(Lines of data)
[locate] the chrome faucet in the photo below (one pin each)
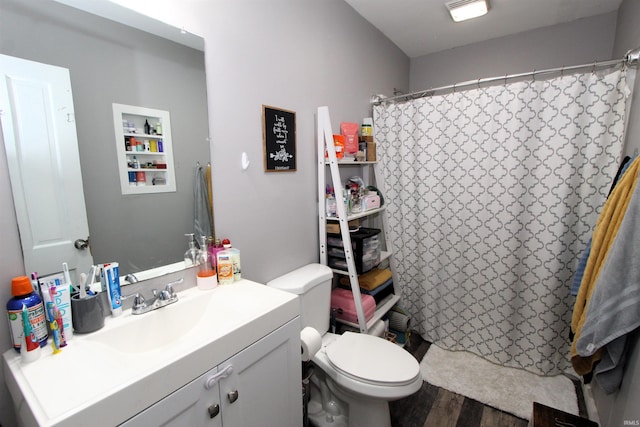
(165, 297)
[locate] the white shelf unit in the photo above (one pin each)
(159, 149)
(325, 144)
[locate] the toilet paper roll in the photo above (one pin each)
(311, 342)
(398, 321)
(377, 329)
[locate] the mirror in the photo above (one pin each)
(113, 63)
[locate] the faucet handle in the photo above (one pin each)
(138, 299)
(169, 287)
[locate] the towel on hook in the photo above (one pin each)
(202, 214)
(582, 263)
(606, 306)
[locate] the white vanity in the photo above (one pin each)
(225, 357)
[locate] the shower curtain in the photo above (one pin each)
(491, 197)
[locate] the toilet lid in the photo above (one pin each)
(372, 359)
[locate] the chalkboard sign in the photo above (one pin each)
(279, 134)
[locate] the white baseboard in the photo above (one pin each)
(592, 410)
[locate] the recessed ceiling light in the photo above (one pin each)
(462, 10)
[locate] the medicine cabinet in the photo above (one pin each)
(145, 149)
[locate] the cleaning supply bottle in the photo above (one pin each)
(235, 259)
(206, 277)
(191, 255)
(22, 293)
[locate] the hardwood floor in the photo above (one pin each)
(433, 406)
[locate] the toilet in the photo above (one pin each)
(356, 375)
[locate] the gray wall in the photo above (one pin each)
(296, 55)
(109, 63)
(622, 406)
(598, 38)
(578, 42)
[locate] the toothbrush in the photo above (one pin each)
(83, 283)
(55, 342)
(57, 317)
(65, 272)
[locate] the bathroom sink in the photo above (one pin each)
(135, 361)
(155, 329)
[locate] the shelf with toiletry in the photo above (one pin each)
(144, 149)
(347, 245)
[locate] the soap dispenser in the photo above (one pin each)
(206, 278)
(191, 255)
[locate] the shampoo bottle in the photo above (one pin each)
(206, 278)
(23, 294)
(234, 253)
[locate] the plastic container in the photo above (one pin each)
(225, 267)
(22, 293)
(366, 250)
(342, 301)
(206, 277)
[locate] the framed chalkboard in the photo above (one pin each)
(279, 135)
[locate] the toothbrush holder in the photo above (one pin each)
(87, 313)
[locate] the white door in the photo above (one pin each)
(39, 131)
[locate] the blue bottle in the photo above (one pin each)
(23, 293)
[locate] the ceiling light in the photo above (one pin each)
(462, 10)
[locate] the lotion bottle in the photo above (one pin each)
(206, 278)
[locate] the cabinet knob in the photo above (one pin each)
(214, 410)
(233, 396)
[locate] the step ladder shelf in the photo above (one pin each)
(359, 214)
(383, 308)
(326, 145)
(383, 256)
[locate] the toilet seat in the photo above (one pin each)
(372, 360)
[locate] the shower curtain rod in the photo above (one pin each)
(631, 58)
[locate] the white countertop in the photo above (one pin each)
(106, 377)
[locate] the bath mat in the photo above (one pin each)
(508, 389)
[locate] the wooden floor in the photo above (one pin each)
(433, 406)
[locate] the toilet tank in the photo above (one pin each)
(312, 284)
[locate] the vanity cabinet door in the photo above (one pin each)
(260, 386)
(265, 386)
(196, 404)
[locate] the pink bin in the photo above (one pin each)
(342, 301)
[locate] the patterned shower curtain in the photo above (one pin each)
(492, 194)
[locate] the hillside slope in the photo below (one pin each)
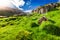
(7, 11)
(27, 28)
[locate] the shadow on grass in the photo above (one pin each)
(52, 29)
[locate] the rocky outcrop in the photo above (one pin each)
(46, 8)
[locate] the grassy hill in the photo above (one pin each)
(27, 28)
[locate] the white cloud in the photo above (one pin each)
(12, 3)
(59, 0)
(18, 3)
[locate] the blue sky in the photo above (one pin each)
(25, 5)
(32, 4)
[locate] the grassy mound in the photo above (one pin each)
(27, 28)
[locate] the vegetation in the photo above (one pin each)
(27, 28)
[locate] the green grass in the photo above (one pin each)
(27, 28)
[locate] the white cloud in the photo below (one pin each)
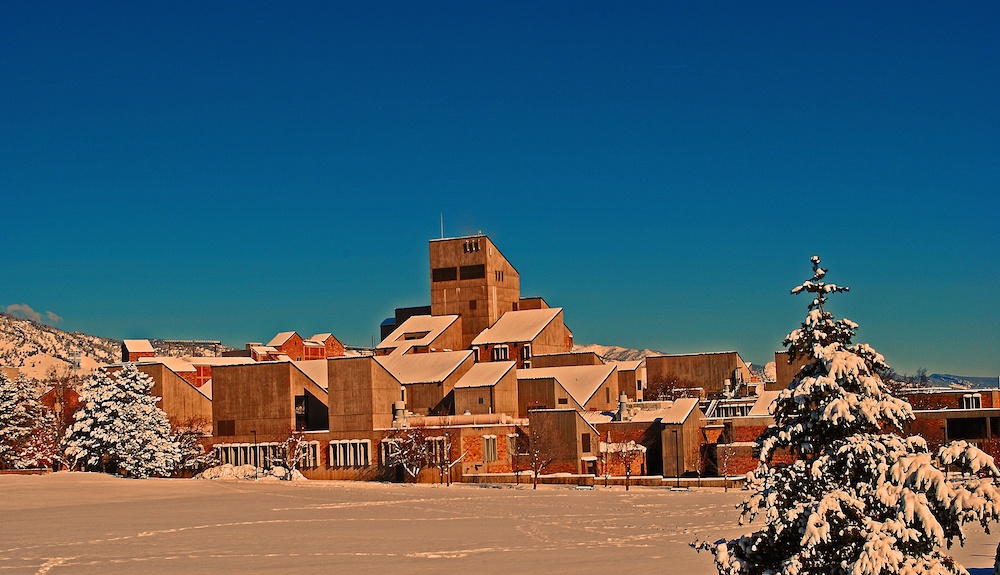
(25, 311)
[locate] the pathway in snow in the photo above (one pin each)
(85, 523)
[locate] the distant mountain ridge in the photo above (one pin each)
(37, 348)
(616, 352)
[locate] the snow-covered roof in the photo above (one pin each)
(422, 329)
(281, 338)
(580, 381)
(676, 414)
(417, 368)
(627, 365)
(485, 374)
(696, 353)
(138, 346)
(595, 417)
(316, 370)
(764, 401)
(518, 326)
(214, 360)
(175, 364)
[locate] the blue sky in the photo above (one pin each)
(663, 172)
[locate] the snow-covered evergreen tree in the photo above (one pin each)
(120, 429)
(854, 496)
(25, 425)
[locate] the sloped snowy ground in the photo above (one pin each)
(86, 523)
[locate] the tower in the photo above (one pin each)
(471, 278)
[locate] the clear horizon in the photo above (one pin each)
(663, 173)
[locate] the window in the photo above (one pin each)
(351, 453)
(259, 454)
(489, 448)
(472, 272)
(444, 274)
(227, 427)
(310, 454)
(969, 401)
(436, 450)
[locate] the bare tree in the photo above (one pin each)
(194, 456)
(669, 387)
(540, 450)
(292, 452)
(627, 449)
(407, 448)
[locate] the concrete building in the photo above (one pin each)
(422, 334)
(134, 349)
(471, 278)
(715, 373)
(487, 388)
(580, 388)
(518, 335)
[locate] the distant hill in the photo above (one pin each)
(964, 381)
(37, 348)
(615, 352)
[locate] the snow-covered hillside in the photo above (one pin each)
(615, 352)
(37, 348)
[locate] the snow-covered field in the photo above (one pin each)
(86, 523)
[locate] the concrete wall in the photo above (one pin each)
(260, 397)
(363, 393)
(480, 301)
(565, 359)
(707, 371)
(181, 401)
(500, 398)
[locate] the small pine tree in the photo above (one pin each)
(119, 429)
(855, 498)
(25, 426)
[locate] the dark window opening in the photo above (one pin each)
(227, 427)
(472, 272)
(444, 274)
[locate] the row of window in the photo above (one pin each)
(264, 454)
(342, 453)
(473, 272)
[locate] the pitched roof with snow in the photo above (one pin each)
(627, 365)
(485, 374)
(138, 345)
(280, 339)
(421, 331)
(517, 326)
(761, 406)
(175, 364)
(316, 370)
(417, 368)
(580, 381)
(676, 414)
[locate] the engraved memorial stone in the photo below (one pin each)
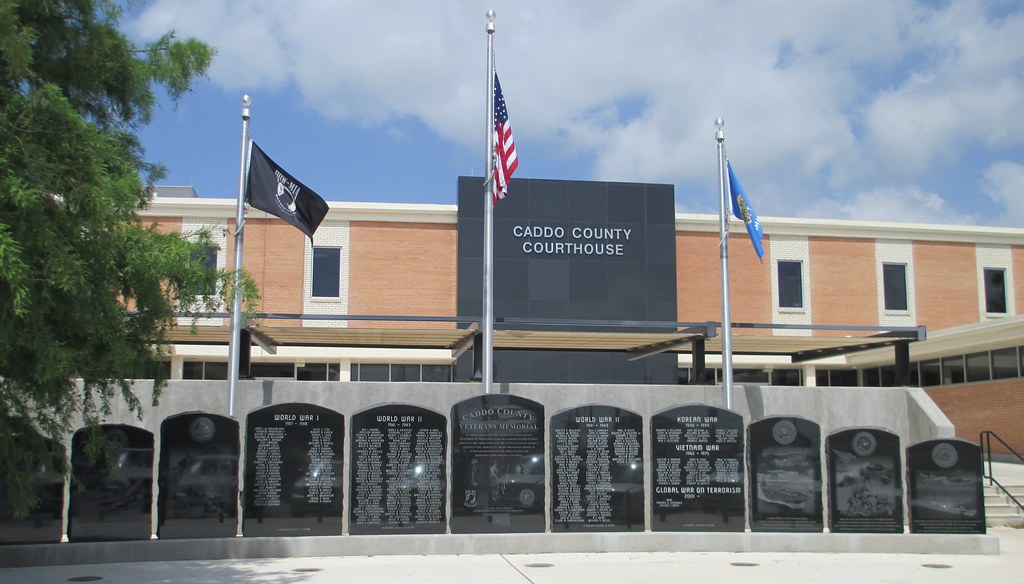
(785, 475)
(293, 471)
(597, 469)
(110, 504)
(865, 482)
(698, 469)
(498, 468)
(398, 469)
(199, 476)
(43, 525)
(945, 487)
--
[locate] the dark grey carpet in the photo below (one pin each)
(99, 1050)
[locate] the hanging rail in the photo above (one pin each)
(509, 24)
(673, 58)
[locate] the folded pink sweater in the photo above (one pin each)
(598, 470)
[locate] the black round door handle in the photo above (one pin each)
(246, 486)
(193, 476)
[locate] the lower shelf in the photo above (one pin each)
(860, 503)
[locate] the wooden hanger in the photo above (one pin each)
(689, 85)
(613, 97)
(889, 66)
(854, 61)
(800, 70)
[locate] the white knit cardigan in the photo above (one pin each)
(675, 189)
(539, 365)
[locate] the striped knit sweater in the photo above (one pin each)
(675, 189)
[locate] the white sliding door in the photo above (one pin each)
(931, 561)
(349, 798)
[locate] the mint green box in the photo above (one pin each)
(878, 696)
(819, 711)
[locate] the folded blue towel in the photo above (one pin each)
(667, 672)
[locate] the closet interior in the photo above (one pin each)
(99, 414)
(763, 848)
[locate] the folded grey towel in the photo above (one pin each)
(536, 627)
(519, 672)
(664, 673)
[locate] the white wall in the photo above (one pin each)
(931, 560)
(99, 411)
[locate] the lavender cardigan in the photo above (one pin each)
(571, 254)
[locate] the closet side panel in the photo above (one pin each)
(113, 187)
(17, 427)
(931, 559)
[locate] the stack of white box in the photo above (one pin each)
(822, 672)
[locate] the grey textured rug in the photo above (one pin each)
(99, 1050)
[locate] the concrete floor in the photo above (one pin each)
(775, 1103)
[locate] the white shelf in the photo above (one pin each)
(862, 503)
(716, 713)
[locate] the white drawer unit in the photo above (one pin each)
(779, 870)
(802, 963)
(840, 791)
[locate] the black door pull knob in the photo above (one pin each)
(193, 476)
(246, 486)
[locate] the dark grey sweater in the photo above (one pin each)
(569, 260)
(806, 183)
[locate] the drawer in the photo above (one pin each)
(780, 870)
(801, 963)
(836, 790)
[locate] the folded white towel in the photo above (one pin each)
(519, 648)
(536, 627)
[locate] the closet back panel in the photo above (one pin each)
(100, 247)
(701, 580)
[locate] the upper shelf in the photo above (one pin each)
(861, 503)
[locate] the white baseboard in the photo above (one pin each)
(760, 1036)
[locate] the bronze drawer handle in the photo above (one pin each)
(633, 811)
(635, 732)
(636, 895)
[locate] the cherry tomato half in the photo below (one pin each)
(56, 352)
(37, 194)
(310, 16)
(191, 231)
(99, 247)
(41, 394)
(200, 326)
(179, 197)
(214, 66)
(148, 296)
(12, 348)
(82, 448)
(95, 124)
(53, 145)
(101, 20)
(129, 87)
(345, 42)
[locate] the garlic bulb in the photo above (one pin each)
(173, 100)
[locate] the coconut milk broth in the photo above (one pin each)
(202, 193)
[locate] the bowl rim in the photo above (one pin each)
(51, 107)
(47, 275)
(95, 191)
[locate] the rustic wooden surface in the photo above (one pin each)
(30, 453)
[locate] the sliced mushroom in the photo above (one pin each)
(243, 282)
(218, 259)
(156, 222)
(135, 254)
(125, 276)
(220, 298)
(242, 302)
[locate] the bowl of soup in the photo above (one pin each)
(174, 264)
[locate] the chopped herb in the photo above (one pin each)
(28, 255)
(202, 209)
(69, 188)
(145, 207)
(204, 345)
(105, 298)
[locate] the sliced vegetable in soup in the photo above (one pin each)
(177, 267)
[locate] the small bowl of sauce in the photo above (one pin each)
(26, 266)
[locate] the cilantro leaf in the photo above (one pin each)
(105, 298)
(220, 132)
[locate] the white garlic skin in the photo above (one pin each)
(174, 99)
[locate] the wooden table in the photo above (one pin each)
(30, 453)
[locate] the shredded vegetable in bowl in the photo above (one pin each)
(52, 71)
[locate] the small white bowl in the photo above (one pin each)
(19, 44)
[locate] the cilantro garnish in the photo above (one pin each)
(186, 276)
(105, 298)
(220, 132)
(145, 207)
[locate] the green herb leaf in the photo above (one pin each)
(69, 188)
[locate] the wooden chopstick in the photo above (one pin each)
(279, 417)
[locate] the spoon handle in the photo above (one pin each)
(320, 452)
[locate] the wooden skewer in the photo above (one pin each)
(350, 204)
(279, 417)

### Given task
Show every row above that contains the word "distant".

### Task response
[locate] the distant mountain ridge in the photo above (one pin each)
[locate] the distant hill in the photo above (one pin each)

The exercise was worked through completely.